Requirement 1:
Translate this sentence from the review excerpt on musculoskeletal injury among plastic surgeons into Spanish: "Most data relied on self-reporting via surveys."
Requirement 2:
Reproduce the part of the review excerpt on musculoskeletal injury among plastic surgeons between "Meta-Analysis of MSK" and "among plastic surgeons.", inclusive.

Excerpted passage:
>>>>>

The search yielded 270 unique studies (Figure 1). Citation screening identified 10 additional studies. Ultimately, 15 studies met the inclusion criteria. These studies were published between 2010 and 2024, and included microsurgery, craniofacial, aesthetic, hand, oculoplastic, and unspecified subspecialties (see Table, Supplemental Digital Content 2).

Figure 1.

Preferred reporting items for systematic reviews and meta-analyses (PRISMA) flow diagram.

Methodological Quality

All included studies were observational in design with moderate methodological quality that predisposed them to very low GRADE certainty evidence (see Table, Supplemental Digital Content 3). Key factors reducing quality were low method validity (13 studies) and sample sizes (10 studies). Most data relied on self-reporting via surveys. Studies clearly described study subjects and settings (15 studies), selected appropriate sample frames (13 studies), and analyzed data with sufficient sample coverage (12 studies).

Meta-Analysis of MSK Injury Prevalence

Overall Injury Prevalence

Across 15 studies, there were 3313 surveyed surgeons, of whom 2274 reported MSK injury (1 affected per 1.5 surgeons). The pooled prevalence of MSK injury among plastic surgeons was 72.0% (95% CI [63.4, 79.3], I² = 95%) (Figure 2). There was no significant heterogeneity between subgroups stratified by methodological quality, and statistical heterogeneity did not appreciably improve with subgroup analysis. There was no significant publication bias (p = 0.40) (Figure 3).

Figure 2.

Forest plot for the synthesis of the prevalence of musculoskeletal injury among plastic surgeons.

Figure 3.

<<<<<

Extracted records:
>>>>>

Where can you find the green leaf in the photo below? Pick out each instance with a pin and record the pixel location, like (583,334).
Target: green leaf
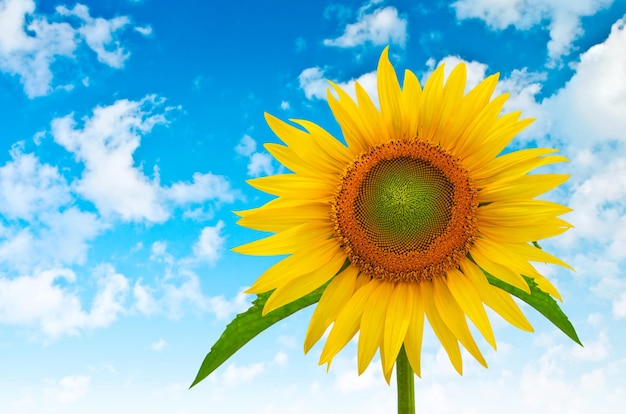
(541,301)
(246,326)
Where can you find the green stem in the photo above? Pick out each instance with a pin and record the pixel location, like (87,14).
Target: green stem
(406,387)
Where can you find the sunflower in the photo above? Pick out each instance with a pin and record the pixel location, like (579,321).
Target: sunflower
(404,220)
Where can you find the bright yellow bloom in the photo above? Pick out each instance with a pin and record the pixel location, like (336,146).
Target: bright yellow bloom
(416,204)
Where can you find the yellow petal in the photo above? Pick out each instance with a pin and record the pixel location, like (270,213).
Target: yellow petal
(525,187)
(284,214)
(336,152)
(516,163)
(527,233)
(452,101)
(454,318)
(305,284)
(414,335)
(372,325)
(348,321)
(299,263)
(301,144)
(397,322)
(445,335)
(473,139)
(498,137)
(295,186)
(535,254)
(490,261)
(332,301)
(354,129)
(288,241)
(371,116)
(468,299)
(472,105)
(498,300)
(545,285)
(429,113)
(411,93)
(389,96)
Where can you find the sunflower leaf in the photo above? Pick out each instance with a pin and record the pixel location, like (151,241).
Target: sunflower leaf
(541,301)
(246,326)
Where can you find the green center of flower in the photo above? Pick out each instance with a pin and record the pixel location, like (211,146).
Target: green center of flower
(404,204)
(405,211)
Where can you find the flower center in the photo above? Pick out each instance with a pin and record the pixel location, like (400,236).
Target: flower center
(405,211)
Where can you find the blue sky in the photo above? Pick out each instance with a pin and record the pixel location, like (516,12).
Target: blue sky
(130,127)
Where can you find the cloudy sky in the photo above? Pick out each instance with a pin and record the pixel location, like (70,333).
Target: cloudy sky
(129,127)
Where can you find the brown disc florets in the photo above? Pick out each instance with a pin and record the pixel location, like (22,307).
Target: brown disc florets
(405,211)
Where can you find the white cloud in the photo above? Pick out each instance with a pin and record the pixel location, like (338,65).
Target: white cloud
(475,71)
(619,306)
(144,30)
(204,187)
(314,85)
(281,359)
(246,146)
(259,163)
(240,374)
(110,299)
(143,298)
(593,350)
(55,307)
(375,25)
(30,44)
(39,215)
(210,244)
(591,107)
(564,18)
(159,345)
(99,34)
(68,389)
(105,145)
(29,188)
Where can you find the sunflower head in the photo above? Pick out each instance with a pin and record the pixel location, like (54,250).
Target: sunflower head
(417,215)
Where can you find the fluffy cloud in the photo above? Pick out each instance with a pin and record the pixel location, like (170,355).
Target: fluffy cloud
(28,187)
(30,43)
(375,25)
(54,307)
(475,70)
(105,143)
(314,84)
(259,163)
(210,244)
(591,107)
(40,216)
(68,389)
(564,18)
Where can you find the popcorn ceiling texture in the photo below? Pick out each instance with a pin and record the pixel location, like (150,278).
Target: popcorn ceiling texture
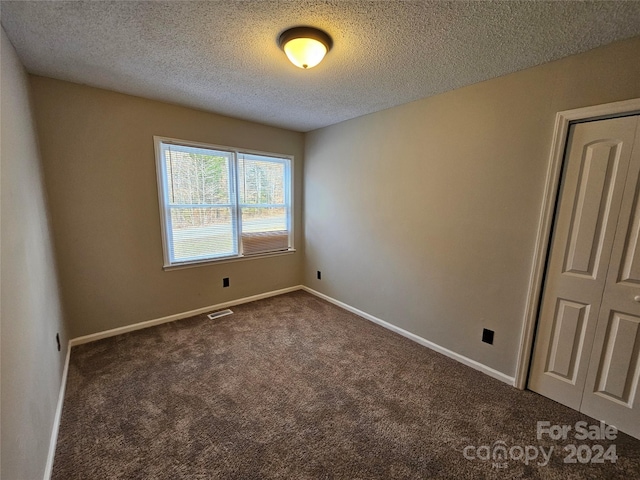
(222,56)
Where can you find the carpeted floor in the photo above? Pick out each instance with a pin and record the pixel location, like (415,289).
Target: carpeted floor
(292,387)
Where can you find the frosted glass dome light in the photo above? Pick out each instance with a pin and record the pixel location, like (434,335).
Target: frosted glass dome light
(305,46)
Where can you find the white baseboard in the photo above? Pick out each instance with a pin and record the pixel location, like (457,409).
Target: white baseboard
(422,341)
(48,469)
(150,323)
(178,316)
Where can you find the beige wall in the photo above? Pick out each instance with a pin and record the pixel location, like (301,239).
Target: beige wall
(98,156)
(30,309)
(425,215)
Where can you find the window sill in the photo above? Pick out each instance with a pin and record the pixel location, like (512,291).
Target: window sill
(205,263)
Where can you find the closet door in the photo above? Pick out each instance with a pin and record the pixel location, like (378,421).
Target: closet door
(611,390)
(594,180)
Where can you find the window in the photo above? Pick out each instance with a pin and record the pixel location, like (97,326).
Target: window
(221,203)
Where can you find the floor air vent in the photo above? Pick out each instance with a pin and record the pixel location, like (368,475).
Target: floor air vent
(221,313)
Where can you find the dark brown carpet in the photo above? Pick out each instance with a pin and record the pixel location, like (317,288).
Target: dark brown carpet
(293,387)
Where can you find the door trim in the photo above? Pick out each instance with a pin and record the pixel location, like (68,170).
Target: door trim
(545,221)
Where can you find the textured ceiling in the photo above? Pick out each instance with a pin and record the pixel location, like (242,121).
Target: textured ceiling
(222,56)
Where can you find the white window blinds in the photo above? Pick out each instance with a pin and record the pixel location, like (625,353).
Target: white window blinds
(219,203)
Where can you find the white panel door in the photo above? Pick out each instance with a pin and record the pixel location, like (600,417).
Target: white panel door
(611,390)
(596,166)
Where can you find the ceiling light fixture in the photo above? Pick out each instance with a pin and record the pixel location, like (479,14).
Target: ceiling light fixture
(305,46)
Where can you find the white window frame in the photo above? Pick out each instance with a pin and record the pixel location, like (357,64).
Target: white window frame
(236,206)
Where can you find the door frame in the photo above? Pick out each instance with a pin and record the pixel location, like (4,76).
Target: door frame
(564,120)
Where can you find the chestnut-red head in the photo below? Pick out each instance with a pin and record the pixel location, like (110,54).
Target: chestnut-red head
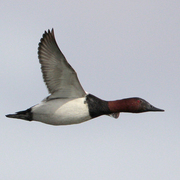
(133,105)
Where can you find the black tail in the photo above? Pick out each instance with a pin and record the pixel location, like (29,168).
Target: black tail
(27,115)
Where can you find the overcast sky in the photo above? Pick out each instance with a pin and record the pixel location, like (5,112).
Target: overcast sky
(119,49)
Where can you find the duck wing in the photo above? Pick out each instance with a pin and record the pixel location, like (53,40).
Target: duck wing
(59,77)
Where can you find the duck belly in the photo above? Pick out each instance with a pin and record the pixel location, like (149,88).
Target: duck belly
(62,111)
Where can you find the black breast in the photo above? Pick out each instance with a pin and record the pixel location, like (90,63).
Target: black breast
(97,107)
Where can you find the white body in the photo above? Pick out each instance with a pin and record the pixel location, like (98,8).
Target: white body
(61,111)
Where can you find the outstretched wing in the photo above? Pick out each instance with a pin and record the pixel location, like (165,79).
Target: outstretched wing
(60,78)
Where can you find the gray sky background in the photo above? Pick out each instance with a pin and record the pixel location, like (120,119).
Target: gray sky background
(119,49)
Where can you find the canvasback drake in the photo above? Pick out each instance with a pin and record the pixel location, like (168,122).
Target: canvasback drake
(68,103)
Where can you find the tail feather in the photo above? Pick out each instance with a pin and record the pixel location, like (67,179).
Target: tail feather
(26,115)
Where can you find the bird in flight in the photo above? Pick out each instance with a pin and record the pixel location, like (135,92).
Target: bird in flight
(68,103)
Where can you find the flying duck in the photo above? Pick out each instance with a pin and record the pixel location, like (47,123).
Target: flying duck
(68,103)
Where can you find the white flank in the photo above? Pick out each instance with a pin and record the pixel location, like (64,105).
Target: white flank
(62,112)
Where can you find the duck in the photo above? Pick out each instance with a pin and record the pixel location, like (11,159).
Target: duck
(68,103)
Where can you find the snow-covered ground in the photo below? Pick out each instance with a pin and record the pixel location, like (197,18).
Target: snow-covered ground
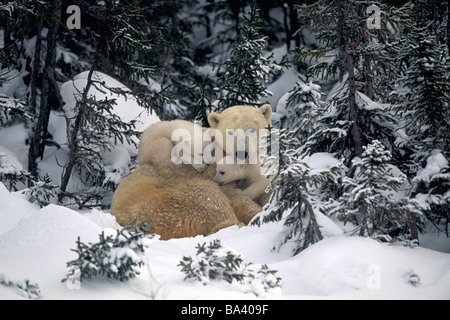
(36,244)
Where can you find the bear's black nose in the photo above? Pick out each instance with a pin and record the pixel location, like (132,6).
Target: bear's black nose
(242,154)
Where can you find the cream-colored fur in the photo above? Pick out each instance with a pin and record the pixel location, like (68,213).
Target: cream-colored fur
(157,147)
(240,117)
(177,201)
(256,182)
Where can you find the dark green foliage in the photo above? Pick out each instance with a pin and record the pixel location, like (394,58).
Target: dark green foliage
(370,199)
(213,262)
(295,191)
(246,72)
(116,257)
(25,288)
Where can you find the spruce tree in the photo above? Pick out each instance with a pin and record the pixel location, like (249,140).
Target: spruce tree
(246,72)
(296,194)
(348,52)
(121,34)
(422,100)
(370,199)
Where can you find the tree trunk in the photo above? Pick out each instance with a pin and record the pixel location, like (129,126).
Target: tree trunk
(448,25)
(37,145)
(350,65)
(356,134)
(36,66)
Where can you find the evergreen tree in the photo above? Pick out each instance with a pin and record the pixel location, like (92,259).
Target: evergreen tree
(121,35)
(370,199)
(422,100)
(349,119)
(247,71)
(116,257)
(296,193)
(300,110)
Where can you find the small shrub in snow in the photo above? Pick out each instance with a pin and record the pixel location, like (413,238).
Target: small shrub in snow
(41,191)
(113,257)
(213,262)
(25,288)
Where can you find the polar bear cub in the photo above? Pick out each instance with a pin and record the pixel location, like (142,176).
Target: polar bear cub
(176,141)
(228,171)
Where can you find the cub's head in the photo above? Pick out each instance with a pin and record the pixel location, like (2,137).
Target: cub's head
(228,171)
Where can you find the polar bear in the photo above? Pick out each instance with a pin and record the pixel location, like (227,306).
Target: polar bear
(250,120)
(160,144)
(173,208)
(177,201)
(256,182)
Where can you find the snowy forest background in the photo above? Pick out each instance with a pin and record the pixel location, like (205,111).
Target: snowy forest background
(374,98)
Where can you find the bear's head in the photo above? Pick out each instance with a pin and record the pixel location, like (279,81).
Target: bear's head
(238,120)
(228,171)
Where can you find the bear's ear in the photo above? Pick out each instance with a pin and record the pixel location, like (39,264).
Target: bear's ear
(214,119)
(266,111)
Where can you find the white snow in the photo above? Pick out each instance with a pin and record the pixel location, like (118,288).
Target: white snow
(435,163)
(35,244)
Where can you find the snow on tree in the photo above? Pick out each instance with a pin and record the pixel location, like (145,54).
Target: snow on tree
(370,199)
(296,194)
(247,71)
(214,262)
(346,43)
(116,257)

<<<<<

Expected answer 1:
La mayoría de los datos se basaron en el autoinforme mediante encuestas.

Expected answer 2:
Meta-Analysis of MSK Injury Prevalence

Overall Injury Prevalence

Across 15 studies, there were 3313 surveyed surgeons, of whom 2274 reported MSK injury (1 affected per 1.5 surgeons). The pooled prevalence of MSK injury among plastic surgeons was 72.0% (95% CI [63.4, 79.3], I² = 95%) (Figure 2). There was no significant heterogeneity between subgroups stratified by methodological quality, and statistical heterogeneity did not appreciably improve with subgroup analysis. There was no significant publication bias (p = 0.40) (Figure 3).

Figure 2.

Forest plot for the synthesis of the prevalence of musculoskeletal injury among plastic surgeons.